[Natural language region descriptions]
________________

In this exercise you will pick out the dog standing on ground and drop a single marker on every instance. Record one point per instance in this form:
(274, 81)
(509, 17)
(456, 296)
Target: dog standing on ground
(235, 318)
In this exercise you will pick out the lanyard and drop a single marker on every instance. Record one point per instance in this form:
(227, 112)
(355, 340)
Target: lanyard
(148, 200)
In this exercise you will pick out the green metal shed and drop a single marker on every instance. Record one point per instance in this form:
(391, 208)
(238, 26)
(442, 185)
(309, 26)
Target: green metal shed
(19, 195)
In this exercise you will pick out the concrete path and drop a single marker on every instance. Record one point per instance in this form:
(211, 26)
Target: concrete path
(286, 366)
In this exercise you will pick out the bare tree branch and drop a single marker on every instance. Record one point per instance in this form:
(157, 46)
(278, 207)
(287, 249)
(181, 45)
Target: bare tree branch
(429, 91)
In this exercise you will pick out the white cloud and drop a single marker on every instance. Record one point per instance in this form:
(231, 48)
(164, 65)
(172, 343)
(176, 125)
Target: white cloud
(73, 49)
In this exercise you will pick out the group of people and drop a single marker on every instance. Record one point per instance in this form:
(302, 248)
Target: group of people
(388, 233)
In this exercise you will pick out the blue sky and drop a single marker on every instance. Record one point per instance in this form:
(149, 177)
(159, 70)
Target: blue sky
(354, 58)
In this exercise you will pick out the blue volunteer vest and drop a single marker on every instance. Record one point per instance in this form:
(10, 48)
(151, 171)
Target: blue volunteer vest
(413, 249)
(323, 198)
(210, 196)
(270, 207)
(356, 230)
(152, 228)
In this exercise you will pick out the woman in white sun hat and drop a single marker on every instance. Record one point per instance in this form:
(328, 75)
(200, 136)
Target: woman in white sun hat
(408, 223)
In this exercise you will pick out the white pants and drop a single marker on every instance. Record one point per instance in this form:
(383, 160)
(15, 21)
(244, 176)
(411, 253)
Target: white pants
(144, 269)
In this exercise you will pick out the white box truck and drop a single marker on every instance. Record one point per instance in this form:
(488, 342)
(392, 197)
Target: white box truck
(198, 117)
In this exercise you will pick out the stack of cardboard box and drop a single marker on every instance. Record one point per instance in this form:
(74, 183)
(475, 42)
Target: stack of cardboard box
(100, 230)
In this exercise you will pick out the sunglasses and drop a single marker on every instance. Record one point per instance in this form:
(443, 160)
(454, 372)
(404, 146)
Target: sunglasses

________________

What this exercise asks for is every line of the data above with the word "sunglasses".

In this exercise you will pick out the sunglasses and drop a single marker on every instance. Record one point per instance in this form:
Target: sunglasses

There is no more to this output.